Great Advice – Check Your EHR Bill

In a post done in 2009 that’s still getting comments, Diane G. offered some interesting commentary that I think is fair warning for those purchasing an EHR (names removed since it could apply to a lot of EHR vendors):

We use Software A for our EMR, but Company A provided the equipment and installation quote for Software A and I can tell you, you’ll want to look at EVERY line they bill to your company. We have been billed for equipment that we never received and interfacing that was never launched. I have spent hours explaining to them what services they have billed us but didn’t provide. I am extremely grateful that we did not purchase their EMR and/or Practice Management product!!

Definitely a good warning for all purchases, but applies to EMR software as well. A number of EHR software companies have really simplified the way they bill and so this is less of a problem with those EHR vendors. However, many EHR vendors still try to pilfer doctors for the extras which can often add up to more than the core product. It’s ugly and unfortunate since it leaves a bad taste in doctors mouths.

_Given exercise 1:_
Please count the lines in the records that contain the string "window", treating case as significant, and give only that number.
The text and the records come from different sources.

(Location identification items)
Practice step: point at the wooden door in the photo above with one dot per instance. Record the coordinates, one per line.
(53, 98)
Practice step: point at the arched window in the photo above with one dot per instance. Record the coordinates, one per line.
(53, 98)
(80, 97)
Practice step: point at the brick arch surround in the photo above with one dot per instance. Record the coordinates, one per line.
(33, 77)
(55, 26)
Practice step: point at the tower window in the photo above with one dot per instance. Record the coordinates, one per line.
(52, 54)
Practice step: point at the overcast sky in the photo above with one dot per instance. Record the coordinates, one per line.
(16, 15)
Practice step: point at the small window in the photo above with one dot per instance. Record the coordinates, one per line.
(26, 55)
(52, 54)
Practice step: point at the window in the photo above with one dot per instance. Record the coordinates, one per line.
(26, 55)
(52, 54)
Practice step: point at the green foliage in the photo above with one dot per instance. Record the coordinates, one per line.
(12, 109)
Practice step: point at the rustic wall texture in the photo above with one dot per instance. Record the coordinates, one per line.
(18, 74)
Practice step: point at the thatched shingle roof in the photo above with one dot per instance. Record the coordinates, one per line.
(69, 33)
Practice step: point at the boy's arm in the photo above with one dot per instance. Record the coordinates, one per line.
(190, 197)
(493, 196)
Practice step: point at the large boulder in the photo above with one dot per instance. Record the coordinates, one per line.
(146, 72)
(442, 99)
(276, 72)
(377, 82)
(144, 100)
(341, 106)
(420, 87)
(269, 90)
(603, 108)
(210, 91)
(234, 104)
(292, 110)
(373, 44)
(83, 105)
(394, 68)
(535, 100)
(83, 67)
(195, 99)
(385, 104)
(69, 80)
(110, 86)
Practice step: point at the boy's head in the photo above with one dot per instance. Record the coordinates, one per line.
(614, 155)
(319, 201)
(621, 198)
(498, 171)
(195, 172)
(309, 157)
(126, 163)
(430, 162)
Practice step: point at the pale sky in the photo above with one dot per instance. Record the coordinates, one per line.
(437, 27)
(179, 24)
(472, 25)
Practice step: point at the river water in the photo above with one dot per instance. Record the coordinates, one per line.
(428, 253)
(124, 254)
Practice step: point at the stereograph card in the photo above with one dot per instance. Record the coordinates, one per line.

_Given exercise 2:_
In the post on EHR billing, why were the names removed from Diane G.'s comment? Answer in one to three sentences.

_Solution 1:_
4

_Solution 2:_
The names were removed because her warning could apply to a lot of EHR vendors.